----- Data excerpts -----
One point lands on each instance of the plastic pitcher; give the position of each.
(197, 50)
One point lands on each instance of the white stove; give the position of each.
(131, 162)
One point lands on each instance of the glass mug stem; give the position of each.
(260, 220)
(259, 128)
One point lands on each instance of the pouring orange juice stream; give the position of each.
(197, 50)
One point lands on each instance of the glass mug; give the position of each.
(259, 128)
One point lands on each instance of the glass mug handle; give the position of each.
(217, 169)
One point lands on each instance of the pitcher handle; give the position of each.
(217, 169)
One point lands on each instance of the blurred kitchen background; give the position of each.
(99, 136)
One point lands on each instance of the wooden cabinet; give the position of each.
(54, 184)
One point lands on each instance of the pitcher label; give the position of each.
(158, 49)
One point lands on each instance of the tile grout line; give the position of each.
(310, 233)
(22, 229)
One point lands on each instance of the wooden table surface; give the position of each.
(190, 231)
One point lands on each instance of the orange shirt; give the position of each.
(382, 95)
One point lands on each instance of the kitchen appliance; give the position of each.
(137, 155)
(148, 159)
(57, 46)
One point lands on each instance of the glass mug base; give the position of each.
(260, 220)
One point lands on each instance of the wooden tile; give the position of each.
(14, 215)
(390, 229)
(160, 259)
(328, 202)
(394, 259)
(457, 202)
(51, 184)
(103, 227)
-----
Challenge → Switch each "glass mug" in the listing above to "drinking glass" and write out the full listing again, leaving everything else unchanged.

Task solution →
One point lands on each instance of the plastic pitcher; give the position of each.
(197, 50)
One point lands on each instance of the white stove; give the position of each.
(131, 162)
One point lands on each instance of the drinking glass stem; give the position of each.
(260, 220)
(259, 128)
One point lands on each instance of the pouring orange juice stream; give the position of each.
(197, 50)
One point lands on each instance of the drinking glass; give the position of each.
(259, 128)
One point lands on each instance of the drinking glass handle; give the position of each.
(217, 169)
One point lands on each instance of the pitcher handle; give the position of each.
(217, 169)
One point lands on each instance of the blurred kitchen background; give the position of each.
(99, 136)
One point lands on each instance of the wooden cabinet; give the position of each.
(54, 184)
One point lands on each instance of the pitcher label; give the position of each.
(158, 49)
One point lands on each instance of the tile grout line; give the position of each.
(310, 233)
(22, 229)
One point lands on each instance of the wooden table surface; give the position of each.
(190, 231)
One point lands on each instance of the orange shirt; give the position of each.
(382, 95)
One point lands on each instance of the kitchen appliance; give the position of each.
(137, 155)
(148, 159)
(57, 46)
One point lands on each instance of the drinking glass base; give the position of each.
(260, 220)
One point lands on each instance of the wooden tile; give the position of each.
(14, 215)
(390, 229)
(160, 259)
(328, 202)
(394, 259)
(457, 202)
(51, 184)
(103, 227)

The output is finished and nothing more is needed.